## WHAT YOU NEED TO DO:
a – Reproduce the passage of the chronic pain self-care post between "This article is" and "a new injury.", inclusive.
b – Write the next part of the chronic pain self-care post, picking up right after its final sentence.

## EXCERPT:

= Beginning of Section =

My At-Home Self-Care Kit for Chronic Pain, Tendinopathy, and Degenerative Disc Disease
- May 18
- 10 min read
Updated: 5 hours ago

This post may contain affiliate links. I may earn a small commission if you purchase through these links, at no extra cost to you.
This article is based on my personal experience. It is not medical advice. Please talk to your doctor, physical therapist, or qualified provider before trying new products or exercises, especially if you have a spine condition, nerve symptoms, severe pain, or a new injury.
When you live with chronic back pain, self-care stops being a candlelit luxury and instead becomes part of survival. Some days, healing looks like a doctor’s appointment. Other days, it looks like lying on a heating pad, counting tiny rehab reps, or trying to convince one angry muscle to unclench.
And sometimes, after months of quiet work, it looks like becoming the air.

= End of Section =

## INFORMATION PROVIDED:

= Beginning of Section =

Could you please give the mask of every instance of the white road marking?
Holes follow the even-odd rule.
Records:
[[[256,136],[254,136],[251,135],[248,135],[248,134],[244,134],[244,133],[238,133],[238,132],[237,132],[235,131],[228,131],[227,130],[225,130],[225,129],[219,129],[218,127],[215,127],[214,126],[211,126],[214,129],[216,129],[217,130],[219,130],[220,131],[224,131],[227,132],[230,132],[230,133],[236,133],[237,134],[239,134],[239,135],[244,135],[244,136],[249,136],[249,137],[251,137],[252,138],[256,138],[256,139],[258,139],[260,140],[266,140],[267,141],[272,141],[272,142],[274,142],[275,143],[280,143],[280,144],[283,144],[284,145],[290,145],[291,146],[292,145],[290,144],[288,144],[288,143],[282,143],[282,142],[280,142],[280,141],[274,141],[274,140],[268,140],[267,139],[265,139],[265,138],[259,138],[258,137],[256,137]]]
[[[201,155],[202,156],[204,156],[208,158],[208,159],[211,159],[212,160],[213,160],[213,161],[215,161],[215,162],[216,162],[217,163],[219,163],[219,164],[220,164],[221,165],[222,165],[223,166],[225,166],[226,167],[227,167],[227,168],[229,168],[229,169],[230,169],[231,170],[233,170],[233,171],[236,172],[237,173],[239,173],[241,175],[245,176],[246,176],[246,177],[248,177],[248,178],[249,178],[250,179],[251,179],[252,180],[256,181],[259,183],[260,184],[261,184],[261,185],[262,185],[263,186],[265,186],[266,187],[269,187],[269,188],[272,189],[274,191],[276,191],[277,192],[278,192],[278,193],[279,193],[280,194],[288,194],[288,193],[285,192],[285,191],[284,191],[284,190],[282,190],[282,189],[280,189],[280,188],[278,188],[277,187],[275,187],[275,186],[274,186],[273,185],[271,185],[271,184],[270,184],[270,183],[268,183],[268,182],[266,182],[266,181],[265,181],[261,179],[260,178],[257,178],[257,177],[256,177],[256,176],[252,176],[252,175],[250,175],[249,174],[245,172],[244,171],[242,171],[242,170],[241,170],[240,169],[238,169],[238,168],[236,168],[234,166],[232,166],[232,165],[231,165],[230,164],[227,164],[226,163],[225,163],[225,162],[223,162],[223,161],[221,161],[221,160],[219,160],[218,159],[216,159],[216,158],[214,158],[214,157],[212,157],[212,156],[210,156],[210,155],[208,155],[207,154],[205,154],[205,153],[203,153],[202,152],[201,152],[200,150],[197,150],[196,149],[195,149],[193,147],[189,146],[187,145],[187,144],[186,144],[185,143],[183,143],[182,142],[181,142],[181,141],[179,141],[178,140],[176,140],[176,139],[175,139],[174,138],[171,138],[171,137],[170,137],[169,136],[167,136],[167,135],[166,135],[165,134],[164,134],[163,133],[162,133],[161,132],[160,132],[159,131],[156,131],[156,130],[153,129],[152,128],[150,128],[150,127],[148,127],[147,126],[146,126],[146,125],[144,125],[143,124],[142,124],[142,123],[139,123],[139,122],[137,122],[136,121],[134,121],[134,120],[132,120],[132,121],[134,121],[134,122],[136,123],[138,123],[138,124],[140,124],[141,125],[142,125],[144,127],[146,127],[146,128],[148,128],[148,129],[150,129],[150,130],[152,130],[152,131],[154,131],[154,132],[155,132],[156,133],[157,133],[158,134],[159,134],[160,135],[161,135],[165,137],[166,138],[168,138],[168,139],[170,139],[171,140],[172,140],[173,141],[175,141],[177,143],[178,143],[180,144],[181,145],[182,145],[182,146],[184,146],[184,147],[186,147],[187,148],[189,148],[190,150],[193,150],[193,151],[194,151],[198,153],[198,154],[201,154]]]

= End of Section =
= Beginning of Section =

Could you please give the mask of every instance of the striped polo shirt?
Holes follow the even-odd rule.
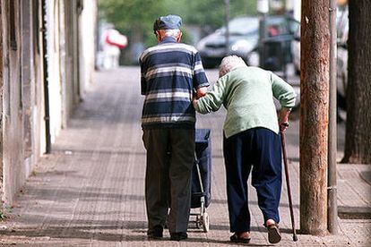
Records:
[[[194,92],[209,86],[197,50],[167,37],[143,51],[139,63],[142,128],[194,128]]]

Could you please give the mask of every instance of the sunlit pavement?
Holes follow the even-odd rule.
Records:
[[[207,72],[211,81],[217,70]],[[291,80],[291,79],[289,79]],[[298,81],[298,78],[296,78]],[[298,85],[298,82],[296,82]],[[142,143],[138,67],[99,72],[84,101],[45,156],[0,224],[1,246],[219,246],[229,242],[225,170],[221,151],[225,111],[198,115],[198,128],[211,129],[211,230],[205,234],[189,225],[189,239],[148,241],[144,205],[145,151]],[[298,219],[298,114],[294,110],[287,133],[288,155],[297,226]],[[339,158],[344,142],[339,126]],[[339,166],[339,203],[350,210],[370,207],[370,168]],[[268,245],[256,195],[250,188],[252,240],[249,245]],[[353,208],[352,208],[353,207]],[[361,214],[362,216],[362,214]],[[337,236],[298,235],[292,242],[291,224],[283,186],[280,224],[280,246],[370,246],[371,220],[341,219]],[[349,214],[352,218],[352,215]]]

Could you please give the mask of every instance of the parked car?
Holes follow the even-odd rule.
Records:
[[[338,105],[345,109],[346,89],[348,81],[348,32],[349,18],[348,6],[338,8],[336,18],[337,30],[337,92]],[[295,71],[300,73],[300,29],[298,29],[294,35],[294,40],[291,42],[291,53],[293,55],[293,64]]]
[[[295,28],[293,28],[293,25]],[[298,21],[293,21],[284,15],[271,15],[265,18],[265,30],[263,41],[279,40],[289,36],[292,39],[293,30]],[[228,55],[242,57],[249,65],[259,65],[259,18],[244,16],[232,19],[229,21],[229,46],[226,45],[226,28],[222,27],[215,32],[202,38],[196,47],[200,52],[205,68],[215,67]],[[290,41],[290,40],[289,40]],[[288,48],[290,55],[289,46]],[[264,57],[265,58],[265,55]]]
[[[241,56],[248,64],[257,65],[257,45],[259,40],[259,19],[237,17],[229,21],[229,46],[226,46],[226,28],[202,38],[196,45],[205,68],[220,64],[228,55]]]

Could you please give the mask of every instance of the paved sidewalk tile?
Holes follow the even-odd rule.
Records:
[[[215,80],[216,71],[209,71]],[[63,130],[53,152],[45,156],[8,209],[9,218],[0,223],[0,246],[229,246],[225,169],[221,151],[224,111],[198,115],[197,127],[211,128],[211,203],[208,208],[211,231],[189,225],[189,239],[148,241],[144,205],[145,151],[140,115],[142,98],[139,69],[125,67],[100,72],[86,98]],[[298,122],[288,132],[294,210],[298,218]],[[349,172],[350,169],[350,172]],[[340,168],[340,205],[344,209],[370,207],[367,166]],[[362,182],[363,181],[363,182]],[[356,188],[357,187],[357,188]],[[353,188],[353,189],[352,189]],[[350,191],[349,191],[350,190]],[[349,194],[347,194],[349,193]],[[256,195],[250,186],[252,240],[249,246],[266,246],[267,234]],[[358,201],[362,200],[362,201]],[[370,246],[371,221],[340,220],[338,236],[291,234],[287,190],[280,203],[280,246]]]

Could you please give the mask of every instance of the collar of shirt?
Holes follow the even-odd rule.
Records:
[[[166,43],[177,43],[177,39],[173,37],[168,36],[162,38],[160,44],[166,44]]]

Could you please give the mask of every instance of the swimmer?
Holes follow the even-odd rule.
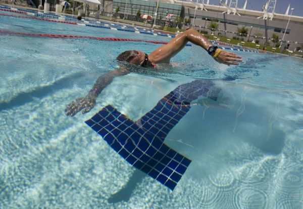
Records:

= End of Section =
= Beginning of Section =

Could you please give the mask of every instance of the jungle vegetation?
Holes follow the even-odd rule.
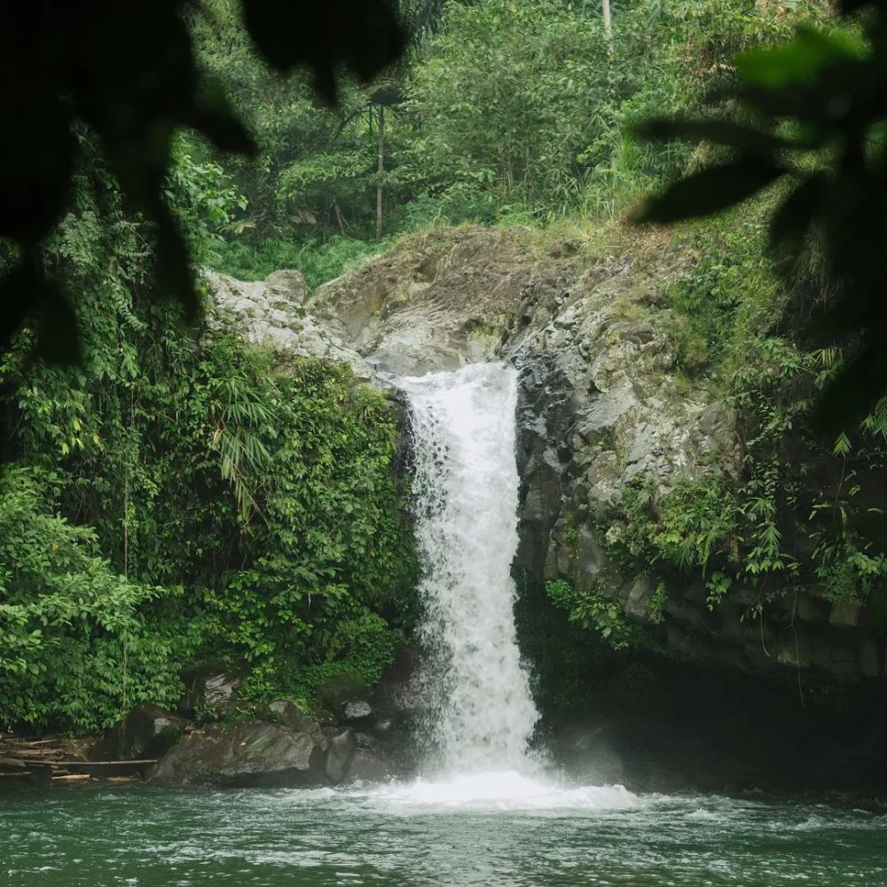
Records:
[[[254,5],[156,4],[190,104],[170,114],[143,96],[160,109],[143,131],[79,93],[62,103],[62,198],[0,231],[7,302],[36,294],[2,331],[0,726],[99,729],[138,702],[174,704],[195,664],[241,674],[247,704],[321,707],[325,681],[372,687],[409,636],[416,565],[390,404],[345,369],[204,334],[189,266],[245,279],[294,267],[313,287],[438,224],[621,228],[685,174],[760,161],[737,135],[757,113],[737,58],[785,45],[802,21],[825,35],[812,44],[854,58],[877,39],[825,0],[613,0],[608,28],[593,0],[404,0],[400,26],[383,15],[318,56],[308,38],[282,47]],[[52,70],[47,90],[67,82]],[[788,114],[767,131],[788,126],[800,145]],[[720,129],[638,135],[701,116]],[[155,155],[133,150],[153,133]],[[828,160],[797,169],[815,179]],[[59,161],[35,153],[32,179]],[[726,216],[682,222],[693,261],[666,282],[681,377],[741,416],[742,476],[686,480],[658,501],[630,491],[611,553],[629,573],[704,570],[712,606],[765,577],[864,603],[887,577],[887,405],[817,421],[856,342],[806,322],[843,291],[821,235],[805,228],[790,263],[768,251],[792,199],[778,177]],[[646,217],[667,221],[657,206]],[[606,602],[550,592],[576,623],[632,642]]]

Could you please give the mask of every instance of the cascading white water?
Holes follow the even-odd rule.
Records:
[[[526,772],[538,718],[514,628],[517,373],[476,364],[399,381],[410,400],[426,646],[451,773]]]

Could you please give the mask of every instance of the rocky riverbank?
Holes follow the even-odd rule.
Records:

= End of Section =

## ANSWERS TO THE EXERCISES:
a –
This article is based on my personal experience. It is not medical advice. Please talk to your doctor, physical therapist, or qualified provider before trying new products or exercises, especially if you have a spine condition, nerve symptoms, severe pain, or a new injury.

b –
I am lying on my back on the living room floor, legs stretched straight up toward the ceiling. Emmett is balanced across the flat of my feet, his little body lifted high above me, his belly resting on my soles. He looks down at me with his arms spread wide, grinning and wide-eyed.
“Mommy, watch me. I’m an airplane.”
Then the giggles come. Bright, breathless, unstoppable.
He has become the airplane. I am the air holding him up.
The next day, Emmett brings home a picture from preschool. In his drawing, the two of us are standing on top of planet Earth. Me and him. On top of the world.
My body has become part of his play again. My strength was no longer an idea on a physical therapy worksheet. It was my child balanced above me, laughing because my body could hold him.
These are the small moments I've hoped for and missed.
For the last few years, chronic pain made ordinary motherhood feel physically out of reach. Getting down on the floor came with questions I hated having to ask: How much will this hurt? Can I get back up? Will this cost me later?
Playing airplane with my four-year old may look simple from the outside.
To me, it's a milestone.
That little airplane game carried the weight of months of work. While physical therapy taught me what my body needed, daily strengthening helped me rebuild what pain had taken.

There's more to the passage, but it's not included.